This gem from the AT&T Archive does a good job of explaining the first-generation cellular technology that AT&T called Advanced Mobile Phone Service (AMPS). The hexagon-cellular network design was first conceived at Bell Labs in 1947. After a couple of decades spent pestering the FCC, AT&T was awarded the 850MHz band in the late 1970s. It was this decision coupled with the decades worth of Bell System technical improvements that gave cellular technology the bandwidth and power to really come into its own.
AT&T’s primary goals for the AMPS network were threefold: to provide more service to more people, to improve service quality, and to lower the cost to subscribers. Early mobile network design gave us the Mobile Service Area, or MSA. Each high-elevation transmitter could serve a 20-mile radius of subscribers, a range which constituted one MSA. In the mid-1940s, only 21 channels could be used in the 35MHz and 150MHz band allocations. The 450MHz band was introduced in 1952, provided another 12 channels.
The FCC’s allocation opened a whopping 666 channels in the neighborhood of 850MHz. Bell Labs’ hexagonal innovation sub-divided the MSAs into cells, each with a radius of up to ten miles.
The film explains quite well that in this arrangement, each cell set of seven can utilize all 666 channels. Cells adjacent to each other in the set must use different channels, but any cell at least 100 miles away can use the same channels. Furthermore, cells can be subdivided or split. Duplicate frequencies are dealt with through the FM capture effect in which the weaker signal is suppressed.
Those Bell System technical improvements facilitated the electronic switching that takes place between the Mobile Telephone Switching Office (MTSO) and the POTS landline network. They also realized the automatic control features required of the AMPS project, such as vehicle location and automatic channel assignment. The film concludes its lecture with step-by-step explanations of inbound and outbound call setup where a mobile device is concerned.

_Material shown:_
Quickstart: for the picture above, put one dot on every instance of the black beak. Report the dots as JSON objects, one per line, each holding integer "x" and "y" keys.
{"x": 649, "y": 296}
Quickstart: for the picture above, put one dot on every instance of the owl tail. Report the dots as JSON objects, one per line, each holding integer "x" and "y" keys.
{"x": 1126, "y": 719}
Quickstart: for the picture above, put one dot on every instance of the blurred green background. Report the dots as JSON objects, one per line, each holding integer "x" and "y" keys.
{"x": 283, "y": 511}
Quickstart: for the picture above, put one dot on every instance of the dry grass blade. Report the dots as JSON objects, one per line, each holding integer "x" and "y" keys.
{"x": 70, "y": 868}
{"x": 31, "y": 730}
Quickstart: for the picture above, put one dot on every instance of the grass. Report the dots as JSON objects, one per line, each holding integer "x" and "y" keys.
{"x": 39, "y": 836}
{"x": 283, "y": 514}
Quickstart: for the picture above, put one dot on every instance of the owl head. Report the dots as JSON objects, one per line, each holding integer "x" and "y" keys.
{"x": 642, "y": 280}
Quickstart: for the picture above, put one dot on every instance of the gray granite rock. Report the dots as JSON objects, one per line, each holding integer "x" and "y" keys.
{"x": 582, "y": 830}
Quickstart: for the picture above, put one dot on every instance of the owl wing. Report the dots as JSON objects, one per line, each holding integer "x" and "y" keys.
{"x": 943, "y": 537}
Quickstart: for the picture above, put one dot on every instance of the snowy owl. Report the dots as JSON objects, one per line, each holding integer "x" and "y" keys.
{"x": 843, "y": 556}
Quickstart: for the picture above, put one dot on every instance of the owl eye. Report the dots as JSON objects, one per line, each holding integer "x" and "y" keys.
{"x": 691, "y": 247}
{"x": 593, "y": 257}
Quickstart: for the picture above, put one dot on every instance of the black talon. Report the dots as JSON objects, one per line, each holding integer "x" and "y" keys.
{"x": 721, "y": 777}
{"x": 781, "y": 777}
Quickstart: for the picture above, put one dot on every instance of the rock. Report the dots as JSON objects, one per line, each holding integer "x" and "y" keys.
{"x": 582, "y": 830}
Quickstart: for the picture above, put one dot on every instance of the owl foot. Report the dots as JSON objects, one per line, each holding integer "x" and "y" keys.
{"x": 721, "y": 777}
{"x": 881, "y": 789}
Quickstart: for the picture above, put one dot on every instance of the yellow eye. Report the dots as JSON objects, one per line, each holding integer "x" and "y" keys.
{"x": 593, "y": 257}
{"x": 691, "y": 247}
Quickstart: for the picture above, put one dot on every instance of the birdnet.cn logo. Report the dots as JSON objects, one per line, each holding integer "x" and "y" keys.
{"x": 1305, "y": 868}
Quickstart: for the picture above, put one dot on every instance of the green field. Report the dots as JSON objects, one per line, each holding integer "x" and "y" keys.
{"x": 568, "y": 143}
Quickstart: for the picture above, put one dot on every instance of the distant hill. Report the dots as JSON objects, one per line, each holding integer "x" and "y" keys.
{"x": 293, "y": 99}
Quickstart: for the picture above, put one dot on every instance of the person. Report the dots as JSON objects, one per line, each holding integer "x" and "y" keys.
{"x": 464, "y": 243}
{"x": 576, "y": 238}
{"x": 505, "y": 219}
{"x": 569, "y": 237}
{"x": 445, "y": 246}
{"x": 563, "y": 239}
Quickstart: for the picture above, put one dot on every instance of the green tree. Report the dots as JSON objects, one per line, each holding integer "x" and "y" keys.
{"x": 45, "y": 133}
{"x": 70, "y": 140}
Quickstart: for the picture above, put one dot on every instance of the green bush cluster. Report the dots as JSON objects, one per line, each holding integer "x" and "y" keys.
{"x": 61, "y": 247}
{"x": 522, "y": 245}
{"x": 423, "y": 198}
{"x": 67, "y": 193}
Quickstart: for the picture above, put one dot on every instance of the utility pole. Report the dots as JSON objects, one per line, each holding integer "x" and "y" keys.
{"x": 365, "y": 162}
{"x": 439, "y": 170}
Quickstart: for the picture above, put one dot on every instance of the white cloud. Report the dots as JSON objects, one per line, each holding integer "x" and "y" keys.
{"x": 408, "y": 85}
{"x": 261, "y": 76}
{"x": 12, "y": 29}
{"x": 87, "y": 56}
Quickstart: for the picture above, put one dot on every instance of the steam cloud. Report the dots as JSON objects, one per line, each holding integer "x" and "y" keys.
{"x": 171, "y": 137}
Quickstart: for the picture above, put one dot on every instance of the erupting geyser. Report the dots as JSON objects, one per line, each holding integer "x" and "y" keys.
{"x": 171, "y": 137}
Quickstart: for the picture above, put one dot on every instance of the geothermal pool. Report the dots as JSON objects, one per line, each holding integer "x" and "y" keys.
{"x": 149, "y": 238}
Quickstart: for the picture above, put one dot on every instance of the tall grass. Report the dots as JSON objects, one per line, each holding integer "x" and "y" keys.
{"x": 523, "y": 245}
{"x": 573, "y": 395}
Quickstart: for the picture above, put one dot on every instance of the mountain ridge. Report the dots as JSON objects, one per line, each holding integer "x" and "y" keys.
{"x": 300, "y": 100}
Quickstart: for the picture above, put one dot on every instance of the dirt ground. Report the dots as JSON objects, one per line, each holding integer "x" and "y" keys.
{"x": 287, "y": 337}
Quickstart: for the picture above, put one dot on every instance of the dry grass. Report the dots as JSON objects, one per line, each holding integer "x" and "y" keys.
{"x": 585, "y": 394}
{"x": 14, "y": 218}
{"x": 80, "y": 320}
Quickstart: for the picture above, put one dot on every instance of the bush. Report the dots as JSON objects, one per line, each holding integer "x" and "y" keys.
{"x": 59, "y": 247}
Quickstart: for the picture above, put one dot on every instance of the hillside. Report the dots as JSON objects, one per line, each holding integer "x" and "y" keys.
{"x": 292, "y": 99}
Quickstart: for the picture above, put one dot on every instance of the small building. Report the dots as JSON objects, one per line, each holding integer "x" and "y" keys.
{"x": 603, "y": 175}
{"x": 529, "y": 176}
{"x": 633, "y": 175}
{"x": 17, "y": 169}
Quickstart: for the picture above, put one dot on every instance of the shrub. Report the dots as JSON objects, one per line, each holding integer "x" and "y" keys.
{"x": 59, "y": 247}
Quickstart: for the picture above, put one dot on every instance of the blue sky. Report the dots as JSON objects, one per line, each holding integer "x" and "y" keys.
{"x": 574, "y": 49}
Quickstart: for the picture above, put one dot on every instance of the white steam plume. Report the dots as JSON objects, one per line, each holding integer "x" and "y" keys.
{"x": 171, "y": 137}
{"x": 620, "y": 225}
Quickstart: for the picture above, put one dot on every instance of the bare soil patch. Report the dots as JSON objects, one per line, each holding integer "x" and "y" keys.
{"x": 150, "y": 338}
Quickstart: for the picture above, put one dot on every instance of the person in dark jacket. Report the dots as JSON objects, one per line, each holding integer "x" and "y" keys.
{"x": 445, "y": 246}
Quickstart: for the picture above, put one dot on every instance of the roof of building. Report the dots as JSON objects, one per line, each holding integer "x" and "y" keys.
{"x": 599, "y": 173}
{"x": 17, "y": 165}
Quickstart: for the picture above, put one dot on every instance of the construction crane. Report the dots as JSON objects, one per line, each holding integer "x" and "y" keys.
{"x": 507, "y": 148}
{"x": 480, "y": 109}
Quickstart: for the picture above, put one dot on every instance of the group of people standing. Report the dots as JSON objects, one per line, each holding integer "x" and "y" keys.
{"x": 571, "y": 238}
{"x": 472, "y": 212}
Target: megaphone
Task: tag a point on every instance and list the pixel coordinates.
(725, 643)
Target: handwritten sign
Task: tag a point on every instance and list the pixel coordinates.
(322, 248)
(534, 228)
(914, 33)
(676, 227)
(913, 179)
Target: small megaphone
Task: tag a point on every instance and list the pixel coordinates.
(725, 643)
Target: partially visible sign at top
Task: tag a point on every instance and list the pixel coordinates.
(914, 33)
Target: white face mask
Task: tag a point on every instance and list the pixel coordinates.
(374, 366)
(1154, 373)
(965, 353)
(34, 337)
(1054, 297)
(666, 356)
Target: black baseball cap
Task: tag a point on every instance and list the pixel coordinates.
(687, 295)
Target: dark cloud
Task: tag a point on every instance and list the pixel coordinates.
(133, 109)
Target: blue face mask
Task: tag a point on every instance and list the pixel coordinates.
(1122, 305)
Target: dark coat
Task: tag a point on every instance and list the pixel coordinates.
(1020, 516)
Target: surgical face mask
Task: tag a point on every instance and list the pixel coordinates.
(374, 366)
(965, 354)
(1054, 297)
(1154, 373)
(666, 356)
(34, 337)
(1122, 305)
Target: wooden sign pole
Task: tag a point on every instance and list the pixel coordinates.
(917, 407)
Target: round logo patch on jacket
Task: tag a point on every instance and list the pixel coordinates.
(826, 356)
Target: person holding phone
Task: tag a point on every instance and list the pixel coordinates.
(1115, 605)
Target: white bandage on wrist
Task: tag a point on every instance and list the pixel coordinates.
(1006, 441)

_Task prompt:_
Answer these questions from the AMPS text, numbering each answer to match its question.
1. In what year was the hexagon-cellular network design first conceived at Bell Labs?
2. How many channels did the FCC's allocation near 850MHz open?
3. Through what effect are duplicate frequencies dealt with?

_Exercise output:_
1. 1947
2. 666
3. The FM capture effect, in which the weaker signal is suppressed